• _DIRECTIONS_
Give the lines of the rows, starting with the first line and going on through the line with "196 132 L 194", both included, as a JSON list of strings with one string per line and blank lines left out.

• _MATERIALS PROVIDED_
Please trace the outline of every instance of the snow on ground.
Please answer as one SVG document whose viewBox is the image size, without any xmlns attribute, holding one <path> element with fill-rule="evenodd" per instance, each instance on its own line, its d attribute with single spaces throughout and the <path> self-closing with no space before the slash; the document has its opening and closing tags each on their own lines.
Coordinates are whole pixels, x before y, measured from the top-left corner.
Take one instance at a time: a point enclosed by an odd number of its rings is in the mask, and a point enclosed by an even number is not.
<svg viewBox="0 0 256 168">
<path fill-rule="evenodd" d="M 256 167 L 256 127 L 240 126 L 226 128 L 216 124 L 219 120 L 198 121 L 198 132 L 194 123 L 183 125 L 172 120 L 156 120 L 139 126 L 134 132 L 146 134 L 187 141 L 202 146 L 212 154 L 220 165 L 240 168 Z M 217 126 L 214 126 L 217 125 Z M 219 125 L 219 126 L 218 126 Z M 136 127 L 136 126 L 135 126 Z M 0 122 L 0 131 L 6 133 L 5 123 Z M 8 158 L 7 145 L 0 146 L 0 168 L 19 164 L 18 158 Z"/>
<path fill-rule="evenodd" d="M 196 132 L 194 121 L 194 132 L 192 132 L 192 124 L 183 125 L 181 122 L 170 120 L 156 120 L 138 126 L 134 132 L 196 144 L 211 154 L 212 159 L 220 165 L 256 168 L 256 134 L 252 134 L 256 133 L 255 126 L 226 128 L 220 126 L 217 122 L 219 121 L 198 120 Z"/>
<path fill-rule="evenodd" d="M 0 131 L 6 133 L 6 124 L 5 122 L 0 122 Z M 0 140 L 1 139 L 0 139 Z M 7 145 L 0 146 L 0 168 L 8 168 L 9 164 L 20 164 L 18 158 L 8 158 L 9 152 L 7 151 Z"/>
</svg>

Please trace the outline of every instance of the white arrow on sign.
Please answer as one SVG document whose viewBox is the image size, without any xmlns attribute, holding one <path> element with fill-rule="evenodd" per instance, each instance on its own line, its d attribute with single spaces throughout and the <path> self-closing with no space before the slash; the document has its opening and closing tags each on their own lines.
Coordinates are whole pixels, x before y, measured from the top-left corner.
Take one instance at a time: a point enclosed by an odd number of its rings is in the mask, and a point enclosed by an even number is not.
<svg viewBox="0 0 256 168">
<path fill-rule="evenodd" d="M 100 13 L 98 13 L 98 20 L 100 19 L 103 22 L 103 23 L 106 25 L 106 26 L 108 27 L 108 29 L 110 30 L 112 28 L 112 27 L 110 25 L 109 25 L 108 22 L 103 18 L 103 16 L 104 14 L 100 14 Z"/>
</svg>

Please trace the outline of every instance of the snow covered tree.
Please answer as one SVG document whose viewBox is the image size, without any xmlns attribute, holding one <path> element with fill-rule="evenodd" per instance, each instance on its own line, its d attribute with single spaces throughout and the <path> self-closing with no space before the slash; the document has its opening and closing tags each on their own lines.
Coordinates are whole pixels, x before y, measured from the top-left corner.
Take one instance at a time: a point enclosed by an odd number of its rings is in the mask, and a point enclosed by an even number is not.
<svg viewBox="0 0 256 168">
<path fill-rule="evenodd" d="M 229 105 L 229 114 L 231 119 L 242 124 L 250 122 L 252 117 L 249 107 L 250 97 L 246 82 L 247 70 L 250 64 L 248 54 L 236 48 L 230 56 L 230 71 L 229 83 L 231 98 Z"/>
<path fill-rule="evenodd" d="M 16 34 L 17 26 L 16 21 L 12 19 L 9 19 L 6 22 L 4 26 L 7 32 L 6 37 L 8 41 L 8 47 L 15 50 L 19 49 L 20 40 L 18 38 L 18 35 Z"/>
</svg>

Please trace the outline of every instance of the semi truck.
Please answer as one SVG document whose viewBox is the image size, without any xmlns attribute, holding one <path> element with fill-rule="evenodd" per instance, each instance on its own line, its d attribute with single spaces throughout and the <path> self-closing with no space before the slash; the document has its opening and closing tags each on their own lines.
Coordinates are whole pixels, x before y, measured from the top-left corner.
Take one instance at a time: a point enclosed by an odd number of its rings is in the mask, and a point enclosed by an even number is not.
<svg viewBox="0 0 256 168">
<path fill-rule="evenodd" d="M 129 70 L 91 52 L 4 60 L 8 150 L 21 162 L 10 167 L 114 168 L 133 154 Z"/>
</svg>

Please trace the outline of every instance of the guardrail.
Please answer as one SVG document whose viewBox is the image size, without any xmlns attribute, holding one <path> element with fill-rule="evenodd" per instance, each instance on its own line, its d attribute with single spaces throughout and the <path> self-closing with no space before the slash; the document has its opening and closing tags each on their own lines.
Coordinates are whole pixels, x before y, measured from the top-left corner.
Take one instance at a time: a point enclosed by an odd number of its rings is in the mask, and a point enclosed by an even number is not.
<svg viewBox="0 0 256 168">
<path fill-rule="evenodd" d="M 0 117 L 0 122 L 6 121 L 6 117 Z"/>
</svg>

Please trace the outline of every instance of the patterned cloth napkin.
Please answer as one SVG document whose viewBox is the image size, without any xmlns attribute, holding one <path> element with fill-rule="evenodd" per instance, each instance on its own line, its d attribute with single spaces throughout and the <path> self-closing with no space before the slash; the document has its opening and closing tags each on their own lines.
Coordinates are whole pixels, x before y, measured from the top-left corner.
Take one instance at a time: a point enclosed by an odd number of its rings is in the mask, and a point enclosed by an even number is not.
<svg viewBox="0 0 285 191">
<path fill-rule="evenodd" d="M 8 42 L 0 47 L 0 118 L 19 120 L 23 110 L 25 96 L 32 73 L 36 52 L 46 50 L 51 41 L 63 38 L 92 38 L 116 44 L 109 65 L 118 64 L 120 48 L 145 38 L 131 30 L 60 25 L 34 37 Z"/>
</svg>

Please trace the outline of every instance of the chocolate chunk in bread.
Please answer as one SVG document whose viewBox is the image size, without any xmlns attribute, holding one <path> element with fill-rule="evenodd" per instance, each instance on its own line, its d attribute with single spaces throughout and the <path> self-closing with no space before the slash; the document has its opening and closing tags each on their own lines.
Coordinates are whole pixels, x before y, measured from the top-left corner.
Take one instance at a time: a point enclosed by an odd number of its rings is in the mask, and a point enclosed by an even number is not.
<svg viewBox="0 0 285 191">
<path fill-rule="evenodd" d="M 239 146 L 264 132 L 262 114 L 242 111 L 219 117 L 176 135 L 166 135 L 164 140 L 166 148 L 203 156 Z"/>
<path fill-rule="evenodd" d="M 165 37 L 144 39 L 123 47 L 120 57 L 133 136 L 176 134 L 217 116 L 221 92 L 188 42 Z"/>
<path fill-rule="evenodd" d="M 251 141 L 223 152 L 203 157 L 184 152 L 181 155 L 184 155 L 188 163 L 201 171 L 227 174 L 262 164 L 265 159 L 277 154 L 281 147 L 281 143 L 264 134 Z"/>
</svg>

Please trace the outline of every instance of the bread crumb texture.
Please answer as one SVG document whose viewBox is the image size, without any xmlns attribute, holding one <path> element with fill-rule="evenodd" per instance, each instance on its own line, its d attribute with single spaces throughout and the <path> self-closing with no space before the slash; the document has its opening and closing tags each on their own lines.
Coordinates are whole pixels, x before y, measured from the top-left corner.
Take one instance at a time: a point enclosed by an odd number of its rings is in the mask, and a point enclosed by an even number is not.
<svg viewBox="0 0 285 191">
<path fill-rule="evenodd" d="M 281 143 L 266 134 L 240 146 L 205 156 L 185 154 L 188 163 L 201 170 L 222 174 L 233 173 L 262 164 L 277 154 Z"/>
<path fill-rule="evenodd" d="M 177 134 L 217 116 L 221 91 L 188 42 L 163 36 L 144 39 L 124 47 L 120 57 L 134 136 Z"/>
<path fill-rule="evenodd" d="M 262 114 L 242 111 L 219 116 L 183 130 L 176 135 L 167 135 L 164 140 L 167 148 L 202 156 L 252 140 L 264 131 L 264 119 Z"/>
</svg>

• _SOLUTION FOR THIS EXERCISE_
[
  "Please trace the outline of every instance of the snow on ground.",
  "Please answer as one SVG document whose viewBox is the image size, without any xmlns attribute, holding one <path> element with fill-rule=\"evenodd\" per instance, each instance on its own line, its d attribute with single spaces throughout and the <path> self-closing with no space before the slash; the document has its opening and closing tags each on their own lines.",
  "Coordinates are whole pixels, x before y, measured from the top-left corner.",
  "Take one instance at a time: a point enclosed by an odd number of its rings is in the mask, and a point enclosed by an even number is not.",
  "<svg viewBox=\"0 0 256 168\">",
  "<path fill-rule=\"evenodd\" d=\"M 256 167 L 256 127 L 240 126 L 226 128 L 216 124 L 219 120 L 198 121 L 198 132 L 194 123 L 183 125 L 172 120 L 156 120 L 139 126 L 134 132 L 146 134 L 187 141 L 202 146 L 212 154 L 220 165 L 240 168 Z M 217 126 L 214 126 L 217 125 Z M 219 125 L 219 126 L 218 126 Z M 136 127 L 136 126 L 135 126 Z M 0 122 L 0 131 L 6 133 L 5 123 Z M 8 158 L 7 145 L 0 146 L 0 168 L 19 164 L 18 158 Z\"/>",
  "<path fill-rule=\"evenodd\" d=\"M 196 132 L 194 121 L 194 132 L 192 132 L 192 124 L 183 125 L 181 122 L 170 120 L 156 120 L 138 126 L 134 132 L 196 144 L 211 154 L 212 159 L 220 165 L 256 168 L 256 134 L 252 134 L 256 133 L 255 126 L 226 128 L 220 126 L 217 122 L 219 121 L 198 120 Z\"/>"
]